● **Listed entries**
--- START ---
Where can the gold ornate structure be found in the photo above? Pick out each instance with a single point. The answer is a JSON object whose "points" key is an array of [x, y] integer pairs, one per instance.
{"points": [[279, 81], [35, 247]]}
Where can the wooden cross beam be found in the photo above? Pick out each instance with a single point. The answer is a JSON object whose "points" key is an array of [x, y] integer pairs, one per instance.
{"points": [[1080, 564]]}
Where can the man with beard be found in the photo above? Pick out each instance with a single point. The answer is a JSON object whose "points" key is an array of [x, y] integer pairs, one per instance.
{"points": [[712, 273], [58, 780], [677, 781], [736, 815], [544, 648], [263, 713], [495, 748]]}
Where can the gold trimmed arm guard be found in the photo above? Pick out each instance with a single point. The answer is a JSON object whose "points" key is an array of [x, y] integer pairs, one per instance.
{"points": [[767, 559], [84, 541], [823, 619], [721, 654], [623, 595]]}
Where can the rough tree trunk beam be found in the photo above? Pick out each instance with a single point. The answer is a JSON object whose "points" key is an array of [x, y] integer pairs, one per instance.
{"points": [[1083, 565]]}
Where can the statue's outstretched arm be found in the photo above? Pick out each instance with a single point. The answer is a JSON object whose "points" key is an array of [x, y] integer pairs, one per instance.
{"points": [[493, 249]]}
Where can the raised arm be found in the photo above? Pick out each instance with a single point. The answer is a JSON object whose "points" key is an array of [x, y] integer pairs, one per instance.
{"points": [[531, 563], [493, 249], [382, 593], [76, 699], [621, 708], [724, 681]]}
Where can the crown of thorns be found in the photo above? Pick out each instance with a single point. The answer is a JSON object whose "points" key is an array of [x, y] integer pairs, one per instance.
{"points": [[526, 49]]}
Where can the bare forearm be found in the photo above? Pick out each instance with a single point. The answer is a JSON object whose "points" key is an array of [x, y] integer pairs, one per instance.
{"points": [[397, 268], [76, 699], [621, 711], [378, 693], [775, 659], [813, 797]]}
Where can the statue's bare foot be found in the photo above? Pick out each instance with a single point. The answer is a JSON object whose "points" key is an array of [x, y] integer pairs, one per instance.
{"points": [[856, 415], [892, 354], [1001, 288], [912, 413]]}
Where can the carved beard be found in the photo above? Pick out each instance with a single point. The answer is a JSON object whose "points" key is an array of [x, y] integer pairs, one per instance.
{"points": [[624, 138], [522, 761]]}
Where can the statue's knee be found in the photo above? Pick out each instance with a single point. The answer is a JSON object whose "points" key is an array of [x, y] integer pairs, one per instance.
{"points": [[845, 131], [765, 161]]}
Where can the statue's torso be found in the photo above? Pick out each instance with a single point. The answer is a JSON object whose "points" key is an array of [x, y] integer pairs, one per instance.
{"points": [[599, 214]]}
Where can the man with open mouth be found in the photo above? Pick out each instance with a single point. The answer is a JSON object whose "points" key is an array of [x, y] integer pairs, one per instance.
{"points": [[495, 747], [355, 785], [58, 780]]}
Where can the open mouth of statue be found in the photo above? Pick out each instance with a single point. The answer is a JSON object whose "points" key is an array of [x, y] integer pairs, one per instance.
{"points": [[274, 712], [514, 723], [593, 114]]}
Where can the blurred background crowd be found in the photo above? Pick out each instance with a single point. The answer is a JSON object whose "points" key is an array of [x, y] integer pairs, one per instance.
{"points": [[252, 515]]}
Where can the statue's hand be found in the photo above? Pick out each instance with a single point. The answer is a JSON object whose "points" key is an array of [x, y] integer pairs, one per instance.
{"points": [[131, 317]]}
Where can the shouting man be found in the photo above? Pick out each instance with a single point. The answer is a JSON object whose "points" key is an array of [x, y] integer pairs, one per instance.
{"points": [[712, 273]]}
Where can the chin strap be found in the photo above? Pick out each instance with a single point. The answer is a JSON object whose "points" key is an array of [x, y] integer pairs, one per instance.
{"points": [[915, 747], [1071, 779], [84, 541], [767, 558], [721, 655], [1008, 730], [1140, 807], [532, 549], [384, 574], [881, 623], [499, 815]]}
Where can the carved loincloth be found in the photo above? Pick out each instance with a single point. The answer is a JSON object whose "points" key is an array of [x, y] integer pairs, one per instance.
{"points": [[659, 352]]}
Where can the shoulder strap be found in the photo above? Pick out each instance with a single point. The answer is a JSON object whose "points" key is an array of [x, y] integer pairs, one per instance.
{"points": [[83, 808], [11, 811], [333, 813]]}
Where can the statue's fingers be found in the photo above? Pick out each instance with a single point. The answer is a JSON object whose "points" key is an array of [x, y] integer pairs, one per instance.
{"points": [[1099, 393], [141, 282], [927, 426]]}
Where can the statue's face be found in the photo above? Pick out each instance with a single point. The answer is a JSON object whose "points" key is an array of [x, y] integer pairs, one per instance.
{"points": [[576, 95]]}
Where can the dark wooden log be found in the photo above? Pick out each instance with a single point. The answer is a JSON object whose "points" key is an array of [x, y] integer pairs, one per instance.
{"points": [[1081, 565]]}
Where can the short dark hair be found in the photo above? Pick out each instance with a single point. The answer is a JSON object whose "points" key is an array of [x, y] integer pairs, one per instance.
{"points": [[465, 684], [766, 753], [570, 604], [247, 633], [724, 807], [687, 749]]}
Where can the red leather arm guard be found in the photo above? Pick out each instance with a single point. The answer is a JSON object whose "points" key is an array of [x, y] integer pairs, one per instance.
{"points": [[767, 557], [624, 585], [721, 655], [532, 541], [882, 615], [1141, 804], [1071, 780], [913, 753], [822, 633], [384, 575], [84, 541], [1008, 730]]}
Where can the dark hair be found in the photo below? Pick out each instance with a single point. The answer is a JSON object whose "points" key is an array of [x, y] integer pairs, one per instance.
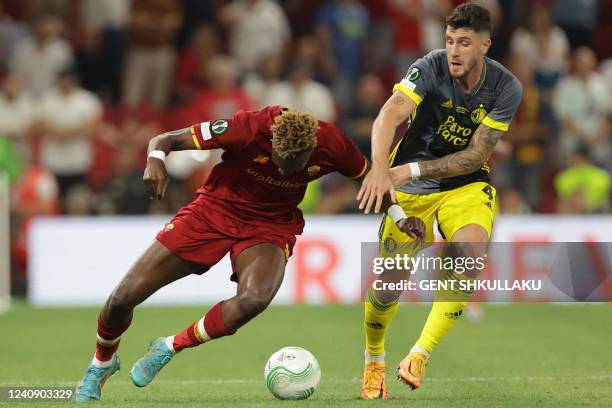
{"points": [[469, 15]]}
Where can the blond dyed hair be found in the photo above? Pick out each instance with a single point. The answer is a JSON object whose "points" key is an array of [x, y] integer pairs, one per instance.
{"points": [[293, 132]]}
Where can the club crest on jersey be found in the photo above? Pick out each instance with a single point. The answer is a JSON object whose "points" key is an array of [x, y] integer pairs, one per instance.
{"points": [[413, 74], [262, 159], [313, 170], [478, 114], [219, 126]]}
--- END ---
● **Exercise brief**
Transcribe every record above exactly as written, leaving out any pictures.

● **Result**
Where can the gold ornate structure be found in the photo above? Pick out each instance with a single point. The answer is a JSON object whose "points" key is an array of [x, y] integer pairs, one per instance.
{"points": [[279, 81], [35, 247]]}
Where can the wooden cross beam be found in the photo above? Pick out each instance with a single point. The answer is a JSON object whose "points" key is an array of [x, y] integer pairs, one per instance.
{"points": [[1080, 564]]}
Where can the man with beard be found in the photo above? Pick out each instance with a single point. The answer is a JSON object whose "points" key is an array of [x, y] integer pairs, one per instance.
{"points": [[712, 273], [58, 780], [677, 781], [736, 815], [544, 648], [263, 713], [495, 748]]}
Where can the gold trimmed arm guard be found in the photo above? Pick out each instance with a single point. The answer is a JSON object whose "points" key is an array of [x, y] integer pairs, one per instance.
{"points": [[767, 559], [84, 541], [823, 619], [721, 654], [623, 595]]}
Where can the rough tree trunk beam be found in the photo above? Pick out each instance with a single point. The answer is a JSON object whose "points" key is an array of [x, y] integer pairs, one per instance.
{"points": [[1083, 565]]}
Where can the statue's outstretched arm be found in the photo above? Pick out each instance with a single point. The answer is a JSON object whose "points" key is an array of [x, y] integer pairs, one per instance.
{"points": [[493, 249]]}
Where can the raised arm be found in the photo above? Pick out each instance with a single point. The answer is a JSON object whose "points" key is an array of [x, y] integer pairs, one per instance.
{"points": [[531, 563], [493, 249], [382, 593], [76, 699], [621, 708], [724, 681]]}
Where can the crown of thorns be found in the photo above? Pick out each instance with a single point. The answer is a JSON object whose "points" key is an array of [x, y] integer pairs, one per instance.
{"points": [[526, 49]]}
Where can the bare forearm be found in the photo above? Pick out each instance with a single point. The answer is a JSON object whose "points" key is an array of [x, y] integer pairs, one per instance.
{"points": [[397, 268], [76, 699], [621, 711], [378, 693], [775, 659], [813, 797]]}
Where can the statue's bare foot be found in the photo above? Pick out each instance with a single point. The answer is a JSON object whose "points" key is an array of [x, y] integer pairs, one per instance.
{"points": [[856, 415], [892, 354], [1001, 288], [912, 413]]}
Where can the carved beard be found in the photo above? Pick out each instance with a single point. The answer is a JSON object whose "points" key is an array of [x, y] integer pairs, one per instance.
{"points": [[624, 138], [522, 761]]}
Where can the statue's knee be found in the photo above? Pick out each instance with a single point. The answer is a JSON object whose "points" key is an array of [x, y] integer pairs, one per instance.
{"points": [[845, 131], [765, 161]]}
Where can the statue's torso be found in the photo above? Pick out each instance with a single point. The answer is a JSON object whose "points" key is an array of [x, y] integer pairs, one per instance.
{"points": [[599, 214]]}
Where can the man with open mouth be found in the photo above? Pick out each instance with a single point. The answer is a JSON object whose "points" key is an array of [x, y] integer pairs, one per instance.
{"points": [[495, 747], [355, 785], [58, 780]]}
Where can the open mouth of statue be found in the photo above? Pick out each instance with a single point. The answer is a JSON object whose "points" key is an array of [x, y] integer pairs, one per instance.
{"points": [[274, 712], [514, 723], [593, 114]]}
Where can the blurred background crowd be found in the photo above? Pick out each instance with a single point. The answer is a JSON object whose "points" key is an array of [x, y] integer pairs, one per instance.
{"points": [[252, 515]]}
Where can the statue's hand be found in the photo above? Pick out each instance with a single point. The answer is a JSON object whose "points" key is an array of [x, y] integer pairs, one per instance.
{"points": [[131, 317]]}
Where can the shouting man be found in the photo above? Pick out each instance with a single point. The answer is a JSON object whose "points" key is an array of [x, y] integer pairs, one per instance.
{"points": [[712, 273]]}
Where can the chin strap be found in the photo above? Pick out each instance with a single point. The answer is a JSON object whose "points" key is an array of [x, y] integer pairs, one per instance.
{"points": [[915, 747], [1071, 779], [84, 541], [767, 558], [721, 655], [1008, 730], [1140, 807], [532, 549], [384, 574], [881, 623], [499, 815]]}
Where can the carved loincloth be found in the photo above? Pick out each instance with a single point. The answer is a JSON object whose "points" key is an array of [x, y] integer pairs, one per instance.
{"points": [[659, 352]]}
Where can the shoulder strap be found in the photo above? Pick out each instance with a single point. The answer is a JSON object whose "points" key is an array of [x, y] integer pairs, one per instance.
{"points": [[83, 808], [11, 811], [333, 813]]}
Where can the statue's fingers be found in the photo above? Pick out each instance with a single point. The answer is a JSON object whose "points" key is an array of [x, y] integer pairs, one per instance.
{"points": [[1099, 393], [141, 282], [927, 426]]}
Where can the statue's face be found in the photo above? Pick out each instance with a single point. The answer is a JSON object whose "points" key is an array of [x, y] integer pairs, one per instance.
{"points": [[576, 95]]}
Where can the dark wooden log be found in the photo above? Pick out each instance with a single point. The answer is a JSON object whose "points" key is an array of [x, y] integer pairs, one per instance.
{"points": [[1081, 565]]}
Where can the short dark hair be found in the photo above? Pick out each instance with a single point. The answer is a JSON object whose "points" key is an array of [x, y] integer pairs, one per instance.
{"points": [[465, 684], [766, 753], [570, 604], [247, 633], [724, 807], [687, 749]]}
Where can the red leather arm guard be found in the photo above? Pick out each instance with a single point. The answer is a JSON object whose "points" key is an array of [x, y] integer pairs, one per instance.
{"points": [[767, 557], [624, 585], [721, 655], [532, 541], [882, 615], [1141, 804], [1071, 780], [913, 753], [822, 633], [384, 575], [84, 541], [1008, 730]]}
Where can the dark hair be found in the photo below? Pick out each instance with a single point. The answer is a JSON object whose "points" key is an array of [x, y] integer pairs, one per instance.
{"points": [[469, 15]]}
Where can the blond dyed hair be found in the photo above? Pick out each instance with a single point. The answer is a JSON object whose "points" key is an array of [x, y] integer pairs, one per instance.
{"points": [[293, 132]]}
Where can the club crest on jersey be found in the photo above? Pick out each instance with a single point. The answer is a JSON object whose "points" key is an array of [x, y] integer pairs, one per instance.
{"points": [[413, 74], [262, 159], [313, 170], [478, 114], [219, 126]]}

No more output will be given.